### [Fragment tekstu]
Nie trzeba być grzecznym, ułożonym i przezroczystym

Marcin Prokop to jeden z najbardziej cenionych i rozchwytywanych polskich konferansjerów, a także dziennikarz, prezenter, laureat nagrody Wiktor 2013 w kategorii Osobowość Medialna. Ma ogromną praktykę zawodową. Był redaktorem naczelnym Machiny, Filmu i Przekroju. W radiu popularność zyskał m.in. jego „Duży wywiad”. Jest niezwykle popularnym prowadzącym liczne programy telewizyjne o bardzo różnym charakterze. Najpopularniejsze to „Mam Talent“ i „Dzień Dobry TVN“. Jest również autorem kilku bestsellerowych książek m.in. „Bóg, kasa i rock’n’roll”. Hobbystycznie zagrał w „M jak miłość“ oraz dubbingował w filmie „Renifer Niko ratuje święta”. Biznesowo związany z Powerspeech.pl – wyspecjalizowaną agencją mówców, skupioną na dostarczaniu klientom sprawdzonych rozwiązań w dziedzinie wystąpień publicznych.

Bez wątpienia jesteś osobą charyzmatyczną z dużym poczuciem humoru, czy to właśnie dzięki tym cechom udało Ci się osiągnąć sukces?

Najważniejsza zasada sukcesu w tej branży, to nie traktować siebie i swojej roli w showbiznesie zbyt poważnie. Po pierwsze jest to rynek bardzo zmienny, gdzie nic nie jest dane na stałe i w dużej mierze zależy od chwilowych mód oraz kaprysów publiczności. Po drugie trzeba być maksymalnie szczerym i prawdziwym w tym, co się robi, bo odbiorcy bezwzględnie wyłapują wszelki fałsz, kabotynizm oraz sztuczne kreowanie wizerunku.

Swoją karierę zawodową rozpocząłeś bardzo wcześnie, bo już w wieku 20 lat jako dziennikarz – publicysta. Pisałeś m.in. dla Przekroju, Gazety Wyborczej i Wprost. Czy dzięki zdobytemu tam doświadczeniu, łatwiej było Ci wejść do świata showbiznesu?

### [Dane źródłowe]
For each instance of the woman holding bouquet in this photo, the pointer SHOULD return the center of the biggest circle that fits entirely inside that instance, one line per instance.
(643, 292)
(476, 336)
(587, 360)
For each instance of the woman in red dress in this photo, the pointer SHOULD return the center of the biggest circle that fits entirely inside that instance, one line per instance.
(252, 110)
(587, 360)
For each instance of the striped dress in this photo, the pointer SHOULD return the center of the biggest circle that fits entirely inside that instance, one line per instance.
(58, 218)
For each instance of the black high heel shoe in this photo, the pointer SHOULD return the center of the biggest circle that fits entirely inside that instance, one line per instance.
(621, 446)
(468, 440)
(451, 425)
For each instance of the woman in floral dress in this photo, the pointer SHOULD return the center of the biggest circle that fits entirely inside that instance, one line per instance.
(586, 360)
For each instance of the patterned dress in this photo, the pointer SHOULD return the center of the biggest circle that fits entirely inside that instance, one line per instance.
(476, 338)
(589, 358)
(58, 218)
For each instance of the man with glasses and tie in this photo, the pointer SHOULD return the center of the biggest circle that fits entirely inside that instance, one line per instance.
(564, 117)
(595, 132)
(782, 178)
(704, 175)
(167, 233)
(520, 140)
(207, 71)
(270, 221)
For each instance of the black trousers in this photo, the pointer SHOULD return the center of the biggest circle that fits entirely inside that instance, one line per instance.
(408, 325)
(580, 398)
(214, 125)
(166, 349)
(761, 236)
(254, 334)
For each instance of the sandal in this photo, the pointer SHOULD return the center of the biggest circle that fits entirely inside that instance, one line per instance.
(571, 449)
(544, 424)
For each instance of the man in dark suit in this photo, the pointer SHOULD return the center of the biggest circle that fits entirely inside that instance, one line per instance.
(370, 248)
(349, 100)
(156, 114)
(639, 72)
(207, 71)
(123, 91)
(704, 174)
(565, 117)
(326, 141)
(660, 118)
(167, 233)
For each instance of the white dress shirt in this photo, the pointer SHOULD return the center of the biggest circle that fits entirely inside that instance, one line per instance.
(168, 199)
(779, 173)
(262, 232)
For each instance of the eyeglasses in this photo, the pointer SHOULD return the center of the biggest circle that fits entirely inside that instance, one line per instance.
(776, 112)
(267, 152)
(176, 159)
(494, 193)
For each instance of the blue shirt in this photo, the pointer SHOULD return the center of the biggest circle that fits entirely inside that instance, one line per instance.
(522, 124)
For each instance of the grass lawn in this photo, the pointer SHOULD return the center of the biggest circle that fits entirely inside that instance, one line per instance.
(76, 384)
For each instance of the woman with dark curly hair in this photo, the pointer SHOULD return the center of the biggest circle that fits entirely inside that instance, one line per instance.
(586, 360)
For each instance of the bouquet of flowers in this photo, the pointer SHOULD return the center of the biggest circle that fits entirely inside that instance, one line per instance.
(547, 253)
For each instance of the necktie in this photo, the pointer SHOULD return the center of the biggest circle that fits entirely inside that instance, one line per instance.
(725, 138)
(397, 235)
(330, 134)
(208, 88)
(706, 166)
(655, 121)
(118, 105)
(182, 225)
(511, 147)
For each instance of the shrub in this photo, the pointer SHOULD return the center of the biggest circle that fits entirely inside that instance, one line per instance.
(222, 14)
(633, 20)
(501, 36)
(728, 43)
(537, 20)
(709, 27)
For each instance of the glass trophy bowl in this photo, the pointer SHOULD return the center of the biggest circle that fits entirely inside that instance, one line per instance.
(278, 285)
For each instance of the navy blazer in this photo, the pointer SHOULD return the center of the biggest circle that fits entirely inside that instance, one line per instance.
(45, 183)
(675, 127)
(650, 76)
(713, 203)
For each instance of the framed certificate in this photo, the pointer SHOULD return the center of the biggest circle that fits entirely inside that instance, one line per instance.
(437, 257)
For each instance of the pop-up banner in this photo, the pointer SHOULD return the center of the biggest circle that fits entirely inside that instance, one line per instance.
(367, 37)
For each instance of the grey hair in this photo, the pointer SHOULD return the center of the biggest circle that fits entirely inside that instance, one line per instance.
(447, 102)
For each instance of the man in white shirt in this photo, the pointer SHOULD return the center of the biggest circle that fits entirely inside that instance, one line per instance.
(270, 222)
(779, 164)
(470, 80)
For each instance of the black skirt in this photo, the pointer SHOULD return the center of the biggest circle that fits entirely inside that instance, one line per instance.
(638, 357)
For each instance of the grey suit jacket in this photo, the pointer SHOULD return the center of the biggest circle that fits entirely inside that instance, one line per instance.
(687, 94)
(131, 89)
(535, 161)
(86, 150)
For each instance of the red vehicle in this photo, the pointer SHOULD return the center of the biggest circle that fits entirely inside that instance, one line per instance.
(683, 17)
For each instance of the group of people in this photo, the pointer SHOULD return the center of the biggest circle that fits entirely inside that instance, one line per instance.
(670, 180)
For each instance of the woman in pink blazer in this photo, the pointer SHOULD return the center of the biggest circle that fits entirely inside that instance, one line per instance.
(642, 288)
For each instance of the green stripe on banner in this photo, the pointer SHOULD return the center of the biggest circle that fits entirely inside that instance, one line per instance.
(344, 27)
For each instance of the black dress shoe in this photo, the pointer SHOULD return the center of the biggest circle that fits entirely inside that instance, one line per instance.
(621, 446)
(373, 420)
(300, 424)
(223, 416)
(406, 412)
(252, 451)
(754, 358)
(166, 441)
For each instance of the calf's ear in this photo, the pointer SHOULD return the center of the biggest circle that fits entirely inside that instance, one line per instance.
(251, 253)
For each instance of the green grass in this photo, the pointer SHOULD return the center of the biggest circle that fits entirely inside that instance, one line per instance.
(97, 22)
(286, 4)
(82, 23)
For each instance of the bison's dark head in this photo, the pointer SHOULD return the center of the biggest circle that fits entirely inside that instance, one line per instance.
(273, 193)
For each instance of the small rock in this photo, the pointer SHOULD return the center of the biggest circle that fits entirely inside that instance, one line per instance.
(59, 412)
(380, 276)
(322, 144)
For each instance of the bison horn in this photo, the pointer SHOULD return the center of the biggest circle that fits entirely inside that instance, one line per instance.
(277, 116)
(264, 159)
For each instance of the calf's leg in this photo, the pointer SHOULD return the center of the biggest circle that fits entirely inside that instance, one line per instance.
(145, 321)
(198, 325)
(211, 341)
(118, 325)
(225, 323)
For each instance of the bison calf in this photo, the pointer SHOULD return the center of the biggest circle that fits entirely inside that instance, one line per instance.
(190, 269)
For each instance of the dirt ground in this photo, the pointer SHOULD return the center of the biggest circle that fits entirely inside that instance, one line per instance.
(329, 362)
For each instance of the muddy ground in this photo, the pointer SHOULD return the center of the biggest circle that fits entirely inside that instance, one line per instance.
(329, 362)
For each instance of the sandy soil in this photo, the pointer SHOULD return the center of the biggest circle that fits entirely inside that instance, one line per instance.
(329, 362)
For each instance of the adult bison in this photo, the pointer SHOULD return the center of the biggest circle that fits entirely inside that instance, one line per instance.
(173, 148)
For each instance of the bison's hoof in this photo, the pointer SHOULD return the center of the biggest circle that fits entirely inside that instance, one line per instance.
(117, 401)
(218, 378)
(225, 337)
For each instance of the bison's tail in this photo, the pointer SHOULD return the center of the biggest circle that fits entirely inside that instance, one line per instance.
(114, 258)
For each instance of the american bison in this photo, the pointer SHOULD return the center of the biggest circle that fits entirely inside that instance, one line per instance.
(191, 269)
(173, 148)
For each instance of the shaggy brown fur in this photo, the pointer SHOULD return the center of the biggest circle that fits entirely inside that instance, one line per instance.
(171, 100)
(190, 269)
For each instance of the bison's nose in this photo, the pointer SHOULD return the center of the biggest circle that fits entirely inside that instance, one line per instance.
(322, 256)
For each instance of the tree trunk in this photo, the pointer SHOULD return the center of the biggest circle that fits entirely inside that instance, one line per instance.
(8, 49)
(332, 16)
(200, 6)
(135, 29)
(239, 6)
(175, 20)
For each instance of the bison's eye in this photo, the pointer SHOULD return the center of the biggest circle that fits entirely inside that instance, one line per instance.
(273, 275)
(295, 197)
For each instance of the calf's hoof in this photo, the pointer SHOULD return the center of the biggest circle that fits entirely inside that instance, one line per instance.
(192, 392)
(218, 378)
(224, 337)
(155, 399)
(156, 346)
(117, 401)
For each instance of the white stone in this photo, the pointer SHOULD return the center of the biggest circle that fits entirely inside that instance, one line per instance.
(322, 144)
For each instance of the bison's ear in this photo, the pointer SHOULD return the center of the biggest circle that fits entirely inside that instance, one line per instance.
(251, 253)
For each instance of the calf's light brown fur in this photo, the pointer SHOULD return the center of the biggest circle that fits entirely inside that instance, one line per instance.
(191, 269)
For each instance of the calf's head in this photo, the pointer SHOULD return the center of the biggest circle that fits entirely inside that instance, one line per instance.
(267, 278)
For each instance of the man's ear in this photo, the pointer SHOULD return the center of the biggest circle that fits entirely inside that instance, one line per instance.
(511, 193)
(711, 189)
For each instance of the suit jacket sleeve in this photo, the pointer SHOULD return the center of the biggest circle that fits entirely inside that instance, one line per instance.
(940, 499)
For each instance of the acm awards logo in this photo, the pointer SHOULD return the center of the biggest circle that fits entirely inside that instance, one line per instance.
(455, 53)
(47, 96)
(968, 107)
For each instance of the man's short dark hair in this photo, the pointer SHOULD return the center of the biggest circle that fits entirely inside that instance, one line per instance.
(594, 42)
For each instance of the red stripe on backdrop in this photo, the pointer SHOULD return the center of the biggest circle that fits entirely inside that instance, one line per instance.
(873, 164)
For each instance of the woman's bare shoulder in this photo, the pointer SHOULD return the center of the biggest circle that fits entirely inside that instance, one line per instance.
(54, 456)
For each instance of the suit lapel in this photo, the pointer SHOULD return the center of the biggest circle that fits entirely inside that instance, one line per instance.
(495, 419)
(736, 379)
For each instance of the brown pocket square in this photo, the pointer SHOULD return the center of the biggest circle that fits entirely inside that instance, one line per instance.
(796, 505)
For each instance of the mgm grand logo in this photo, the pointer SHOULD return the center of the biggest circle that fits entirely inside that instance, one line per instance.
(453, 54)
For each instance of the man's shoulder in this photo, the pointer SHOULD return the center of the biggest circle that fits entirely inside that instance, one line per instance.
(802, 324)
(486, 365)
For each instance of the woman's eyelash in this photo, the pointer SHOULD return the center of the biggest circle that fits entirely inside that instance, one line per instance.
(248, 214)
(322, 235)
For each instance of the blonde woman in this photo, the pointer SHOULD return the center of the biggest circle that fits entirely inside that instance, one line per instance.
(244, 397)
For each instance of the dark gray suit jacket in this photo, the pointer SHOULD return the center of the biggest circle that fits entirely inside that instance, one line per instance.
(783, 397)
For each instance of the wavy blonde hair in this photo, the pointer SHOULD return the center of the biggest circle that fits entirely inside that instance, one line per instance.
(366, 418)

### [Polecenie]
Odpowiedz krótko na pytania do wywiadu z Marcinem Prokopem.
(a) W jakiej kategorii Marcin Prokop zdobył nagrodę Wiktor 2013?
(b) Co według niego jest najważniejszą zasadą sukcesu w tej branży?
(c) W jakim wieku rozpoczął karierę zawodową i w jakiej roli?

### [Pełna odpowiedź]
(a) Zdobył ją w kategorii Osobowość Medialna.
(b) Najważniejsze jest, by nie traktować siebie i swojej roli w showbiznesie zbyt poważnie.
(c) Rozpoczął ją w wieku 20 lat jako dziennikarz-publicysta.